EXTRAIT FOURNI:
**********

Pour assurer la confidentialité du transfert de l’ordonnance
- Préférer un envoi par courriel sécurisé chaque fois que cela est possible, un envoi par fax ne pouvant garantir une complète confidentialité.
Afin d’optimiser la coordination avec le pharmacien
Il est recommandé :
- que les centres de régulation disposent des calendriers de garde des pharmacies ;
- que des outils informatiques soient développés dans cet objectif, afin que pour chaque appel, le nom et les coordonnées de la pharmacie de garde apparaissent sur l’écran de saisie du centre d’appel en fonction de l’adresse du patient ;
- de préciser à l’appelant de prendre contact avec le pharmacien pour le prévenir de sa venue.
Modalités d’intervention particulières lorsque le patient est un enfant
- Mentionner systématiquement dans le dossier informatique : l’âge, le poids déclaré actuel de l’enfant et le type de relation qui lie l’appelant au patient.
- En cas de prescription dans la pharmacie familiale, rappeler à l’appelant de toujours utiliser des présentations pédiatriques unitaires et de ne se servir que des cuillers, pipettes, dosettes ou seringues fournies par le fabricant avec le médicament et présentes dans l’emballage.

**********

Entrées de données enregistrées
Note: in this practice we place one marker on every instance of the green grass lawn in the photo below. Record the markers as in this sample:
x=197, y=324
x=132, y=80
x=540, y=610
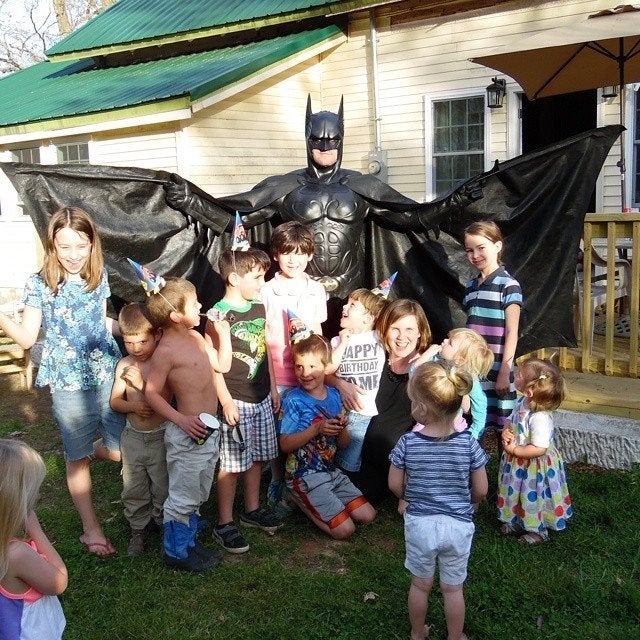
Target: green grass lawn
x=299, y=585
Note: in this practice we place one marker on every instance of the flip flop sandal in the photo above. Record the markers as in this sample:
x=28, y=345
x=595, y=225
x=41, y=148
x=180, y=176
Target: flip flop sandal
x=534, y=538
x=508, y=528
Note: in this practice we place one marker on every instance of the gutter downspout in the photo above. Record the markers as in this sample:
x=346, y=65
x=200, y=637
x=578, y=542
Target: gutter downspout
x=377, y=158
x=373, y=39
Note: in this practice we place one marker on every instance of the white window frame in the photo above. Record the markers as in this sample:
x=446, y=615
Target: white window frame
x=454, y=94
x=11, y=207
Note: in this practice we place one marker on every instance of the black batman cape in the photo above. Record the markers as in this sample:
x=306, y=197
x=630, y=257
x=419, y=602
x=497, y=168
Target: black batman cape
x=538, y=199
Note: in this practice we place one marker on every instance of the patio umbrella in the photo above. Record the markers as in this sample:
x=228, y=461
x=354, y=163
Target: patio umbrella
x=599, y=50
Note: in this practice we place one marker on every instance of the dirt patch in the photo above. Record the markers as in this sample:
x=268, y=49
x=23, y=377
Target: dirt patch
x=21, y=411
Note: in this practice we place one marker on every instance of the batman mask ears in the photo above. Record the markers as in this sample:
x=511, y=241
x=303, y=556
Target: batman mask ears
x=324, y=130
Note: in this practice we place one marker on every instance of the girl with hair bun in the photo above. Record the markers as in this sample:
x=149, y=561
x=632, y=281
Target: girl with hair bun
x=439, y=476
x=532, y=485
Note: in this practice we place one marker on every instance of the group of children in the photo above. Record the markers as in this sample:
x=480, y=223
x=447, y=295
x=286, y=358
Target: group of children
x=159, y=407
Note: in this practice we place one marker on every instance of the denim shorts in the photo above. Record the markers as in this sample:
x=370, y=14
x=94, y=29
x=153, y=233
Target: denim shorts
x=438, y=539
x=350, y=458
x=328, y=495
x=84, y=416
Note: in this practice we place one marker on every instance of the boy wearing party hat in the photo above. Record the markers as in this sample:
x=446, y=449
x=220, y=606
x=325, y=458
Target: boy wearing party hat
x=247, y=394
x=183, y=365
x=358, y=357
x=144, y=456
x=290, y=293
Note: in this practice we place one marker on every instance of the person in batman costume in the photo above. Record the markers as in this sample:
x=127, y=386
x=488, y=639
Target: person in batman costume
x=539, y=200
x=334, y=202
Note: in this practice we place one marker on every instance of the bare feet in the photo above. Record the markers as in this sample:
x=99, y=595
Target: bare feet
x=427, y=631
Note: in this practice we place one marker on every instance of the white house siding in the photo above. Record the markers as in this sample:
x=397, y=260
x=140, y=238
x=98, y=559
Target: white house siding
x=236, y=143
x=151, y=149
x=233, y=144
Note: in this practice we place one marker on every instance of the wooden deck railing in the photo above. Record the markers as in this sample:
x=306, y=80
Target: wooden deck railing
x=609, y=233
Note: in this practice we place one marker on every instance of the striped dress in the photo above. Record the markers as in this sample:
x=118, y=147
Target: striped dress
x=486, y=305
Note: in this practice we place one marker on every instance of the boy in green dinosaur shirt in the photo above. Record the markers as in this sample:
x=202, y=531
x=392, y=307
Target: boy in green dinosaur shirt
x=248, y=398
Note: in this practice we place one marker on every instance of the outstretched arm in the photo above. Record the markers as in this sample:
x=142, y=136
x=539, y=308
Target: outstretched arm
x=429, y=216
x=25, y=333
x=212, y=213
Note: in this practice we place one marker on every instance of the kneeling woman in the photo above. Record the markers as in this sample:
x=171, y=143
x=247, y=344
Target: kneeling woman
x=405, y=333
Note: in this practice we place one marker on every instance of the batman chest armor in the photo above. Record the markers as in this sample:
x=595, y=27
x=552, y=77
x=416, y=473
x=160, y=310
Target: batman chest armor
x=335, y=215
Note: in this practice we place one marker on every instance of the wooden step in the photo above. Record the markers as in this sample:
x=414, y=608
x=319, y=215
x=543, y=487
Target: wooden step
x=606, y=395
x=15, y=360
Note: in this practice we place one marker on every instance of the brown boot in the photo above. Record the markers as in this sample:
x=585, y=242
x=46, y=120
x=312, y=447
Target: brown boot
x=136, y=545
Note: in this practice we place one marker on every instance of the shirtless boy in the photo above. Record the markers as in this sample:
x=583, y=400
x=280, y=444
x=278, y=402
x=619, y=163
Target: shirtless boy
x=185, y=363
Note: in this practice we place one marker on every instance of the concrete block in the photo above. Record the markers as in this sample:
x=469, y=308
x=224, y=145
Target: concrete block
x=606, y=441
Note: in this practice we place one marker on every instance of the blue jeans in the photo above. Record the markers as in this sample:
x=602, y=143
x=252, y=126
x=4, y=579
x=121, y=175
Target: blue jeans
x=83, y=416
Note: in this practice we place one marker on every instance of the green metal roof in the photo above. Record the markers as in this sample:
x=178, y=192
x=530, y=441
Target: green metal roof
x=131, y=24
x=60, y=90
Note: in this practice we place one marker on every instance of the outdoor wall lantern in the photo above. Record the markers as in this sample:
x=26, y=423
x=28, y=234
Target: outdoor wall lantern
x=495, y=93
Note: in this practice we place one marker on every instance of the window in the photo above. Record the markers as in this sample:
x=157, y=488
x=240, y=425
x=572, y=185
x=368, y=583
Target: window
x=458, y=141
x=73, y=153
x=635, y=194
x=28, y=156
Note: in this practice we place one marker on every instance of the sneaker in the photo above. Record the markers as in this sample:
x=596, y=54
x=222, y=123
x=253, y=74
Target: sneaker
x=136, y=544
x=230, y=538
x=207, y=553
x=261, y=519
x=193, y=563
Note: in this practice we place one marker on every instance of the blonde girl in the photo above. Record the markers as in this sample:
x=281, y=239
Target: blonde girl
x=532, y=494
x=439, y=476
x=469, y=350
x=32, y=573
x=68, y=297
x=492, y=301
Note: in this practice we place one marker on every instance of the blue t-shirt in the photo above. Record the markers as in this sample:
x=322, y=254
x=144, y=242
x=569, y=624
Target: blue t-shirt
x=79, y=351
x=438, y=472
x=299, y=410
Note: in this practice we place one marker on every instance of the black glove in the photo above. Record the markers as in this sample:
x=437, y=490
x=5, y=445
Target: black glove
x=177, y=192
x=471, y=190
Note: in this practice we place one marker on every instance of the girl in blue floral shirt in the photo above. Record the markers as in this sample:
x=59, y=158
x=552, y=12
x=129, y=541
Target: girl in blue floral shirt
x=68, y=297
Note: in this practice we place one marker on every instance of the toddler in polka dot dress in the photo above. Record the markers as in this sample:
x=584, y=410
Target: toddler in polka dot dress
x=532, y=486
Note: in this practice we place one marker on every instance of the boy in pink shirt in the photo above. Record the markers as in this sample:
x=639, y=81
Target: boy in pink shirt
x=292, y=247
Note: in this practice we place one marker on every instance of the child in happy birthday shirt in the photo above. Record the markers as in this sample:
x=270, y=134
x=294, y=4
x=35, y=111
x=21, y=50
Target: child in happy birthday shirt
x=359, y=357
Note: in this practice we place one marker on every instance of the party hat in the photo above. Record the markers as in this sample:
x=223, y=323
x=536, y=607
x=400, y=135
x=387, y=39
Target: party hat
x=150, y=282
x=385, y=286
x=297, y=328
x=240, y=240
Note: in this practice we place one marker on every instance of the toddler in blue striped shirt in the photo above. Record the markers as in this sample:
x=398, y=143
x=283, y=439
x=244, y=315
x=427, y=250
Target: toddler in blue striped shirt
x=439, y=476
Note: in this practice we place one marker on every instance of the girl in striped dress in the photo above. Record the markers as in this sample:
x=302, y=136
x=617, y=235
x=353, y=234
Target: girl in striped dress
x=492, y=302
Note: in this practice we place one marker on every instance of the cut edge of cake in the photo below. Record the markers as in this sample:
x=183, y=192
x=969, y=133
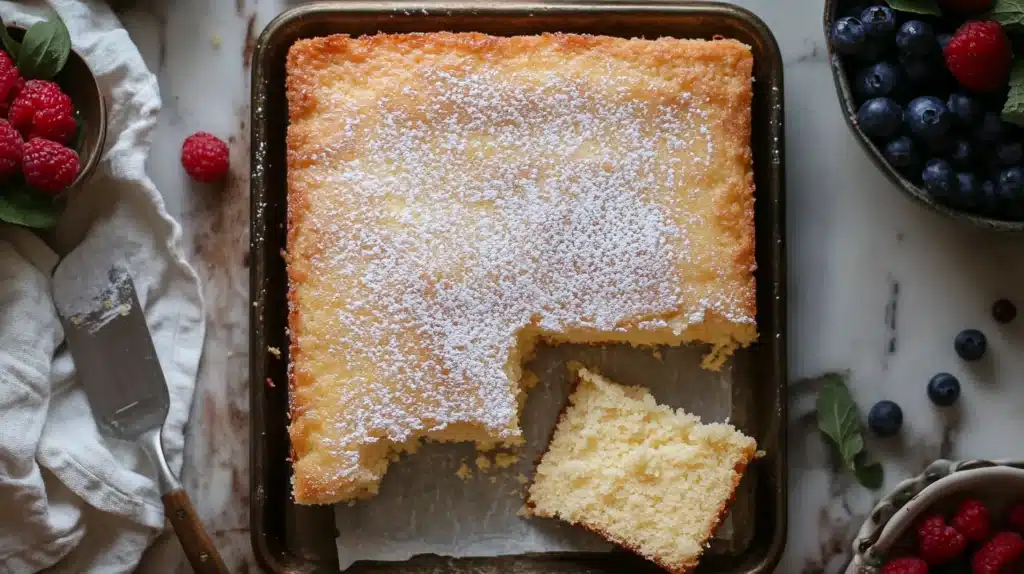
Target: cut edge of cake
x=537, y=505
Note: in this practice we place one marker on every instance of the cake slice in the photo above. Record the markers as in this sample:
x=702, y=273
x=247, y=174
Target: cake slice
x=454, y=199
x=648, y=478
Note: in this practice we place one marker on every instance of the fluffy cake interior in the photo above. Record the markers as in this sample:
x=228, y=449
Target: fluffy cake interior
x=642, y=475
x=455, y=197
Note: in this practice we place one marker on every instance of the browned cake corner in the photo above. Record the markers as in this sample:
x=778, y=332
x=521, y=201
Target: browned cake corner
x=653, y=480
x=455, y=197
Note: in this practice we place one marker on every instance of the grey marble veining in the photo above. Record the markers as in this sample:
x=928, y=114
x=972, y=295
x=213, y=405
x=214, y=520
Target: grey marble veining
x=852, y=237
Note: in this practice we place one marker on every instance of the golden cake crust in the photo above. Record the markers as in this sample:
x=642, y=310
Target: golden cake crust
x=371, y=376
x=553, y=484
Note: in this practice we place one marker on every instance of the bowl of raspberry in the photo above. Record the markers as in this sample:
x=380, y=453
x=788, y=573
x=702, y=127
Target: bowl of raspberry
x=934, y=93
x=52, y=123
x=956, y=517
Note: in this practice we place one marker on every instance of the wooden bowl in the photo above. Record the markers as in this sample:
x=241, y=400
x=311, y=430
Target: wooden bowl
x=890, y=528
x=908, y=187
x=78, y=82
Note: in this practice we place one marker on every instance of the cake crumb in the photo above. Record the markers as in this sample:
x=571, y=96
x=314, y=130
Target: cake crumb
x=505, y=459
x=482, y=462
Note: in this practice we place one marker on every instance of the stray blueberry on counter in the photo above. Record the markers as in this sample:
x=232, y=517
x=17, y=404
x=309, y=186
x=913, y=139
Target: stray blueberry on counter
x=915, y=38
x=943, y=389
x=965, y=109
x=989, y=129
x=900, y=152
x=885, y=418
x=848, y=36
x=879, y=21
x=880, y=117
x=1004, y=311
x=970, y=344
x=877, y=81
x=1009, y=152
x=938, y=178
x=962, y=153
x=928, y=118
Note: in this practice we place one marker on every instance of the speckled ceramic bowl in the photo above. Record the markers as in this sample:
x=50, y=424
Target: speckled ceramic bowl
x=890, y=527
x=849, y=106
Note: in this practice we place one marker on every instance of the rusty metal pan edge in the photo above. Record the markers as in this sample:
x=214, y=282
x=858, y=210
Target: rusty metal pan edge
x=776, y=341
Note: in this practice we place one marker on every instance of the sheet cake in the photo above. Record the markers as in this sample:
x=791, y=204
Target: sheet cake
x=456, y=197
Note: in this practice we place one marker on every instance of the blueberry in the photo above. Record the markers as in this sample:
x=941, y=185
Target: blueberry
x=927, y=118
x=915, y=38
x=901, y=152
x=989, y=130
x=848, y=36
x=885, y=418
x=943, y=389
x=877, y=81
x=879, y=21
x=880, y=117
x=938, y=178
x=962, y=153
x=964, y=108
x=968, y=192
x=1012, y=182
x=1004, y=311
x=970, y=344
x=921, y=71
x=1009, y=152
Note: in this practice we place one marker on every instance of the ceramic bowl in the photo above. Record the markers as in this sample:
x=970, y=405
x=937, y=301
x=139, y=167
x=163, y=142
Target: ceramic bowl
x=849, y=105
x=890, y=527
x=78, y=82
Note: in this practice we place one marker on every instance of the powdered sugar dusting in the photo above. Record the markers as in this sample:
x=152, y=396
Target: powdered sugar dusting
x=484, y=205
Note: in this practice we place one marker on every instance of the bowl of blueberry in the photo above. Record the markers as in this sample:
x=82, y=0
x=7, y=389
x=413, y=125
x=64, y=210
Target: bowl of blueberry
x=933, y=92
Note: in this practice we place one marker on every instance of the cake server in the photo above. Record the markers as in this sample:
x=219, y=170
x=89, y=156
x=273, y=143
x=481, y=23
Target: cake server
x=118, y=367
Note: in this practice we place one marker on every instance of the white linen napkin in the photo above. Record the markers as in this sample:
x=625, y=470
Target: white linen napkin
x=71, y=499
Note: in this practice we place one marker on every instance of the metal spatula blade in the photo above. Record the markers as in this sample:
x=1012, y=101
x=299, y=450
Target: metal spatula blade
x=118, y=366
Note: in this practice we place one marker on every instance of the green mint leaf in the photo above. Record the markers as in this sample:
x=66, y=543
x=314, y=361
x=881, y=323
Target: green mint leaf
x=20, y=206
x=839, y=420
x=870, y=476
x=1013, y=109
x=1010, y=13
x=915, y=6
x=12, y=46
x=44, y=49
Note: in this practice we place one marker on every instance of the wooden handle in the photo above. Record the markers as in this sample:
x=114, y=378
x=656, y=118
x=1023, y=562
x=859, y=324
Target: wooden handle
x=197, y=543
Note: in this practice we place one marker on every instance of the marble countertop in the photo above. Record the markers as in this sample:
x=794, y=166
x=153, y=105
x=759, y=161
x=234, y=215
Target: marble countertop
x=858, y=251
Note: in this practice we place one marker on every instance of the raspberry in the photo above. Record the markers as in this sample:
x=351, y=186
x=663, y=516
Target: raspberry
x=11, y=149
x=979, y=55
x=205, y=157
x=1016, y=518
x=966, y=6
x=1001, y=552
x=905, y=566
x=973, y=521
x=938, y=542
x=10, y=82
x=41, y=109
x=48, y=166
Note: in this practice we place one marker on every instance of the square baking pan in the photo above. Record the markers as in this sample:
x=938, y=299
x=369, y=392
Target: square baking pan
x=288, y=537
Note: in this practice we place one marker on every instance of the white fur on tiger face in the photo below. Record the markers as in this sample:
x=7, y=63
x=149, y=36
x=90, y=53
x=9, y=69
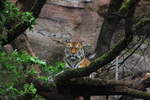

**********

SÉRIE DE TÂCHES:
1 - Reformulez sous forme de liste concise le paragraphe de l'extrait fourni qui commence par « Afin d'optimiser la coordination avec le pharmacien », en conservant ses recommandations principales.
2 - Recopiez à l'identique le passage de l'extrait fourni allant de « Pour assurer la » à « une complète confidentialité. ».

LISTE DES RÉPONSES:
1 -
- Les centres de régulation doivent disposer des calendriers de garde des pharmacies.
- Il faut développer des outils informatiques qui affichent, pour chaque appel, le nom et les coordonnées de la pharmacie de garde selon l'adresse du patient.
- Il faut demander à l'appelant de contacter le pharmacien pour le prévenir de sa venue.

2 -
Pour assurer la confidentialité du transfert de l’ordonnance
- Préférer un envoi par courriel sécurisé chaque fois que cela est possible, un envoi par fax ne pouvant garantir une complète confidentialité.